● WHAT IS BEING ASKED
Would you reproduce the data below exactly, please, leaving out its images?

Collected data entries
===============
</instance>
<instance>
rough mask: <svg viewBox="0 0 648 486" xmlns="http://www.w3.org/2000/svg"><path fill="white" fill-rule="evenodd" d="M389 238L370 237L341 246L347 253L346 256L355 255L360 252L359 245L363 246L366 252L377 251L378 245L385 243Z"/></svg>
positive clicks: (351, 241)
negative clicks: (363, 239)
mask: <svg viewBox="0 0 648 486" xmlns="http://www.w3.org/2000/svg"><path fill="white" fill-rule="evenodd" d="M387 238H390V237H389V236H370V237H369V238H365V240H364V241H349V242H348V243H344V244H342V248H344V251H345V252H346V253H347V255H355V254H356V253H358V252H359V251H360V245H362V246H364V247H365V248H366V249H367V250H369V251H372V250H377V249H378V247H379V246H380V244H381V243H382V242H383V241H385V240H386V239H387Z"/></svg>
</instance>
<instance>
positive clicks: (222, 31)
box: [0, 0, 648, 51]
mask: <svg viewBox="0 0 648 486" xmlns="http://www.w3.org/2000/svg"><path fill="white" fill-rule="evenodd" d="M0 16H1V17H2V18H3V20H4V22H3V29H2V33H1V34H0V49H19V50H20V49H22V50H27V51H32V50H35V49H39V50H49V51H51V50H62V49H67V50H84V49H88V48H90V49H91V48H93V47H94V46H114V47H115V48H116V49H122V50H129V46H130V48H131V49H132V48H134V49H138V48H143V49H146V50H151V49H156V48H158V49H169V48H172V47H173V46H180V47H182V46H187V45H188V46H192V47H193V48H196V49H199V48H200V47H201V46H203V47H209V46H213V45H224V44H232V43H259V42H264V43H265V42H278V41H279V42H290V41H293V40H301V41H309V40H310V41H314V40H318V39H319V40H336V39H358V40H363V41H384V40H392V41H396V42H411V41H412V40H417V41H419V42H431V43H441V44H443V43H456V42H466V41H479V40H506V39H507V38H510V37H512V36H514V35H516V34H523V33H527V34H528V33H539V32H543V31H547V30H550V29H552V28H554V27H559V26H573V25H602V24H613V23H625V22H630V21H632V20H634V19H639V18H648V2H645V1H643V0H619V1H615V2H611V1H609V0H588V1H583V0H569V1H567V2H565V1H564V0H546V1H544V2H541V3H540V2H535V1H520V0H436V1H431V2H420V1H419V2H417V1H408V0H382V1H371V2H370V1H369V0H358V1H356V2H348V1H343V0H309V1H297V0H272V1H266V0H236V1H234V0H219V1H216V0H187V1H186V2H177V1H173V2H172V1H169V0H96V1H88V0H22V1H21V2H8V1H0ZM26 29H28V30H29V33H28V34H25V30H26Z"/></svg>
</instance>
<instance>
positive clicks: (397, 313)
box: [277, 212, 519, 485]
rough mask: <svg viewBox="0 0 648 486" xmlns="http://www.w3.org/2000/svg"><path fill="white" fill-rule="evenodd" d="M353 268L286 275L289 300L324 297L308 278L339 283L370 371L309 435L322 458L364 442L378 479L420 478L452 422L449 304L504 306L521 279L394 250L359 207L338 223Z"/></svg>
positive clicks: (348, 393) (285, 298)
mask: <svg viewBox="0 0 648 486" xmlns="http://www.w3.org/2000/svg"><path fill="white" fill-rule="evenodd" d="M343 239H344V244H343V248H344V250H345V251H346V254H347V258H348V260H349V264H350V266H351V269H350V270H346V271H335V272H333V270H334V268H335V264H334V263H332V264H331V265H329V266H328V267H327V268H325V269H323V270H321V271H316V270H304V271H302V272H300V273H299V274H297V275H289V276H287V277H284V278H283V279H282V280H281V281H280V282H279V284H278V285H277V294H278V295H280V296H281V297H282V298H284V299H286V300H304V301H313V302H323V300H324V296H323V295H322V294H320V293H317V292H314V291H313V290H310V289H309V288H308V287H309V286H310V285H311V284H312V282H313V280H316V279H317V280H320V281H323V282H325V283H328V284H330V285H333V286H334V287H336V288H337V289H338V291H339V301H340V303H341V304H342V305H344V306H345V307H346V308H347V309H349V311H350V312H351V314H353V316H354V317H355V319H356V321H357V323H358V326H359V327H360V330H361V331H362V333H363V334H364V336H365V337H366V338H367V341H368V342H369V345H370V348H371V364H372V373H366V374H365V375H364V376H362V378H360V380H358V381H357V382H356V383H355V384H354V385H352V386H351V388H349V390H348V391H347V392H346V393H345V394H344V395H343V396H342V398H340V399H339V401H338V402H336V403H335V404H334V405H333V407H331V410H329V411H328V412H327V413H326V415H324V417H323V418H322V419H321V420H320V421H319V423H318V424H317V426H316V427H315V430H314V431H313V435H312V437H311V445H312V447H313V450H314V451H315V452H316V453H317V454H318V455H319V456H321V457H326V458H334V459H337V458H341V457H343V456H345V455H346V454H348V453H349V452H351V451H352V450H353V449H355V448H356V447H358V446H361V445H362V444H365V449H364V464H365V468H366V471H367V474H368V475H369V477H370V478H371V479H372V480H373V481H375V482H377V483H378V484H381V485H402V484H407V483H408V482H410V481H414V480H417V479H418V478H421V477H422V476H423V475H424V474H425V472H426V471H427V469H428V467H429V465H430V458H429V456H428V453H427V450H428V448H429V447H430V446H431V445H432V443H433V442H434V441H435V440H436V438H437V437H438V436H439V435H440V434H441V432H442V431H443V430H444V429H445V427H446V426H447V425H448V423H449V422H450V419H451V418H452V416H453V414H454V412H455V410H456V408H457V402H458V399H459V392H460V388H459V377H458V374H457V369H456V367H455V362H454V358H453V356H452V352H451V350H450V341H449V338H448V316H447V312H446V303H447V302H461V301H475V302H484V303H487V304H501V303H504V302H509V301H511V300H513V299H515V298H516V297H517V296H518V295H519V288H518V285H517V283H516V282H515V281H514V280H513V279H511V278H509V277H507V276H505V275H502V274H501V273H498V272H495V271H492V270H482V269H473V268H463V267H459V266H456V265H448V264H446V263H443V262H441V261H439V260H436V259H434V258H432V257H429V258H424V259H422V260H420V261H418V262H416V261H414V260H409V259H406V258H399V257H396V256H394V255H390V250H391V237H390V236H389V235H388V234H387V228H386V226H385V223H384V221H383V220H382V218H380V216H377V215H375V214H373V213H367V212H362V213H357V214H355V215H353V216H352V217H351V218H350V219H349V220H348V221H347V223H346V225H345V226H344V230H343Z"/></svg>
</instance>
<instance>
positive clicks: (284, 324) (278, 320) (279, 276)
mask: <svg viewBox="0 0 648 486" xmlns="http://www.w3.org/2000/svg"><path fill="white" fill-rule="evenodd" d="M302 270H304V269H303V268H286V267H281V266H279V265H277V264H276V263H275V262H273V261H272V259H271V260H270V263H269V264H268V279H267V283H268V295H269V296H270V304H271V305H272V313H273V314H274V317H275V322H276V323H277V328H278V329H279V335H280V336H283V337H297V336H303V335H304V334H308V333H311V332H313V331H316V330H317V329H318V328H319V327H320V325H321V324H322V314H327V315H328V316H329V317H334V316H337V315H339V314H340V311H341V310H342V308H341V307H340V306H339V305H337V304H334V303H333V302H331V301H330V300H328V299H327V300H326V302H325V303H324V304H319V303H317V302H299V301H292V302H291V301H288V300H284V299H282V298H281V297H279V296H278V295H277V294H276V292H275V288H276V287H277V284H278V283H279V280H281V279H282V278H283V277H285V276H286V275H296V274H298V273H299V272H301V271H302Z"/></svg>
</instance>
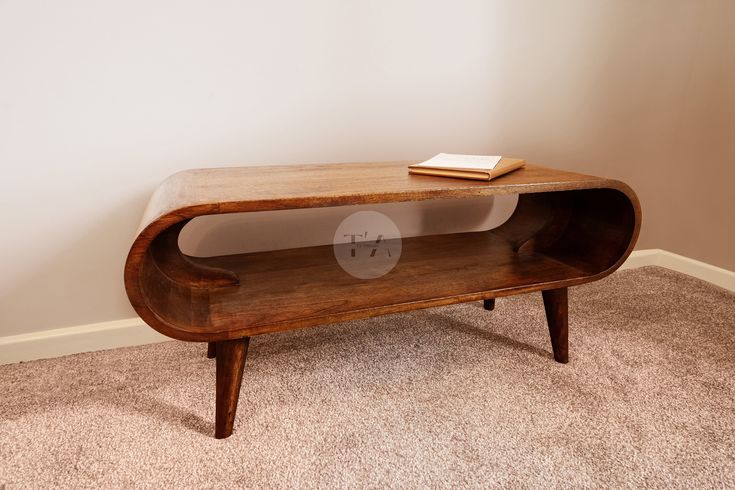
===============
● SOLUTION TO THE EXERCISE
</instance>
<instance>
rough mask: <svg viewBox="0 0 648 486" xmlns="http://www.w3.org/2000/svg"><path fill="white" fill-rule="evenodd" d="M389 238L370 237L341 246L347 253L346 256L355 255L360 252L359 245L363 246L366 252L377 251L378 245L385 243Z"/></svg>
positive clicks: (351, 241)
negative clicks: (363, 239)
mask: <svg viewBox="0 0 648 486" xmlns="http://www.w3.org/2000/svg"><path fill="white" fill-rule="evenodd" d="M387 238H390V237H389V236H370V237H369V238H365V240H364V241H349V242H348V243H344V244H342V248H344V251H345V252H346V253H347V255H355V254H356V253H358V252H359V251H360V245H362V246H364V247H365V248H366V249H367V250H369V251H372V250H377V249H378V247H379V246H380V244H381V243H382V242H383V241H385V240H386V239H387Z"/></svg>
</instance>
<instance>
positive clicks: (222, 31)
box: [0, 0, 648, 51]
mask: <svg viewBox="0 0 648 486" xmlns="http://www.w3.org/2000/svg"><path fill="white" fill-rule="evenodd" d="M0 16H1V17H2V18H3V20H4V22H3V29H2V33H1V34H0V49H19V50H20V49H22V50H27V51H32V50H35V49H39V50H49V51H51V50H62V49H67V50H84V49H88V48H90V49H91V48H93V47H94V46H114V47H115V48H116V49H122V50H129V46H130V48H131V49H132V48H134V49H138V48H143V49H146V50H151V49H156V48H158V49H169V48H172V47H173V46H180V47H182V46H187V45H188V46H192V47H193V48H196V49H199V48H200V47H201V46H203V47H209V46H213V45H224V44H232V43H259V42H264V43H265V42H278V41H279V42H290V41H293V40H301V41H309V40H310V41H314V40H318V39H319V40H336V39H358V40H363V41H384V40H392V41H396V42H411V41H412V40H417V41H419V42H431V43H441V44H443V43H456V42H466V41H479V40H506V39H507V38H510V37H512V36H514V35H516V34H523V33H527V34H528V33H539V32H543V31H547V30H550V29H552V28H554V27H559V26H573V25H602V24H613V23H625V22H630V21H632V20H634V19H639V18H648V2H645V1H643V0H619V1H615V2H611V1H609V0H588V1H583V0H569V1H567V2H565V1H564V0H546V1H544V2H541V3H540V2H535V1H520V0H436V1H431V2H420V1H419V2H417V1H408V0H382V1H371V2H370V1H369V0H358V1H356V2H348V1H343V0H309V1H297V0H272V1H266V0H236V1H234V0H219V1H216V0H187V1H186V2H177V1H173V2H172V1H169V0H96V1H88V0H22V1H21V2H8V1H0ZM26 29H28V30H29V33H28V34H25V30H26Z"/></svg>
</instance>
<instance>
positive clicks: (397, 313)
box: [277, 212, 519, 485]
rough mask: <svg viewBox="0 0 648 486" xmlns="http://www.w3.org/2000/svg"><path fill="white" fill-rule="evenodd" d="M353 268L286 275L289 300L324 297L308 278L339 283L370 371L309 435L322 458L364 442L378 479L420 478L452 422L449 304L504 306L521 279L394 250L359 207L338 223Z"/></svg>
positive clicks: (348, 393) (285, 298)
mask: <svg viewBox="0 0 648 486" xmlns="http://www.w3.org/2000/svg"><path fill="white" fill-rule="evenodd" d="M343 239H344V244H343V248H344V250H345V251H346V254H347V258H348V260H349V264H350V266H351V269H350V270H346V271H335V272H333V270H334V268H335V264H334V263H332V264H331V265H329V266H328V267H327V268H325V269H323V270H321V271H316V270H304V271H302V272H300V273H299V274H297V275H289V276H287V277H284V278H283V279H282V280H281V281H280V282H279V284H278V285H277V294H278V295H280V296H281V297H282V298H284V299H286V300H304V301H313V302H323V300H324V296H323V295H322V294H320V293H317V292H314V291H313V290H310V289H309V288H308V287H309V286H310V285H311V284H312V282H313V280H316V279H317V280H320V281H323V282H325V283H328V284H330V285H333V286H334V287H336V288H337V289H338V291H339V301H340V303H341V304H342V305H344V306H345V307H346V308H347V309H349V311H350V312H351V314H353V316H354V317H355V319H356V321H357V323H358V326H359V327H360V330H361V331H362V333H363V334H364V336H365V337H366V338H367V341H368V342H369V345H370V348H371V364H372V373H366V374H365V375H364V376H362V378H360V380H358V381H357V382H356V383H355V384H354V385H352V386H351V388H349V390H348V391H347V392H346V393H345V394H344V395H343V396H342V398H340V399H339V401H338V402H336V403H335V404H334V405H333V407H331V410H329V411H328V412H327V413H326V415H324V417H323V418H322V419H321V420H320V421H319V423H318V424H317V426H316V427H315V430H314V431H313V435H312V437H311V445H312V447H313V450H314V451H315V452H316V453H317V454H318V455H319V456H321V457H326V458H334V459H337V458H341V457H343V456H345V455H346V454H348V453H349V452H351V451H352V450H353V449H355V448H356V447H358V446H361V445H362V444H365V449H364V464H365V468H366V471H367V474H368V475H369V477H370V478H371V479H372V480H373V481H375V482H377V483H378V484H381V485H402V484H407V483H408V482H410V481H414V480H417V479H418V478H421V477H422V476H423V475H424V474H425V472H426V471H427V469H428V467H429V465H430V458H429V456H428V453H427V450H428V448H429V447H430V446H431V445H432V443H433V442H434V441H435V440H436V438H437V437H438V436H439V435H440V434H441V432H442V431H443V430H444V429H445V427H446V426H447V425H448V423H449V422H450V419H451V418H452V416H453V414H454V412H455V410H456V408H457V402H458V399H459V392H460V388H459V377H458V374H457V369H456V367H455V362H454V358H453V356H452V352H451V350H450V341H449V338H448V316H447V312H446V303H447V302H461V301H475V302H484V303H487V304H501V303H504V302H509V301H511V300H513V299H515V298H516V297H517V296H518V295H519V288H518V285H517V283H516V282H515V281H514V280H513V279H511V278H509V277H507V276H505V275H502V274H501V273H498V272H495V271H492V270H482V269H473V268H463V267H459V266H456V265H448V264H446V263H443V262H441V261H439V260H436V259H434V258H432V257H429V258H424V259H422V260H420V261H418V262H416V261H414V260H409V259H406V258H399V257H396V256H394V255H390V250H391V237H390V236H389V235H388V234H387V228H386V226H385V223H384V221H383V220H382V218H380V216H377V215H375V214H373V213H367V212H362V213H357V214H355V215H353V216H352V217H351V218H350V219H349V220H348V221H347V223H346V225H345V226H344V230H343Z"/></svg>
</instance>
<instance>
positive clicks: (284, 324) (278, 320) (279, 276)
mask: <svg viewBox="0 0 648 486" xmlns="http://www.w3.org/2000/svg"><path fill="white" fill-rule="evenodd" d="M302 270H304V269H303V268H286V267H281V266H279V265H277V264H276V263H275V262H273V261H272V259H271V260H270V263H269V264H268V279H267V283H268V295H269V296H270V304H271V305H272V313H273V314H274V317H275V322H276V323H277V328H278V329H279V335H280V336H283V337H297V336H303V335H304V334H308V333H311V332H313V331H316V330H317V329H318V328H319V327H320V325H321V324H322V314H327V315H328V316H329V317H334V316H337V315H339V314H340V311H341V310H342V308H341V307H340V306H339V305H337V304H334V303H333V302H331V301H330V300H328V299H327V300H326V302H325V303H324V304H319V303H317V302H299V301H292V302H291V301H288V300H284V299H282V298H281V297H279V296H278V295H277V294H276V292H275V288H276V287H277V284H278V283H279V280H281V279H282V278H283V277H285V276H286V275H296V274H298V273H299V272H301V271H302Z"/></svg>
</instance>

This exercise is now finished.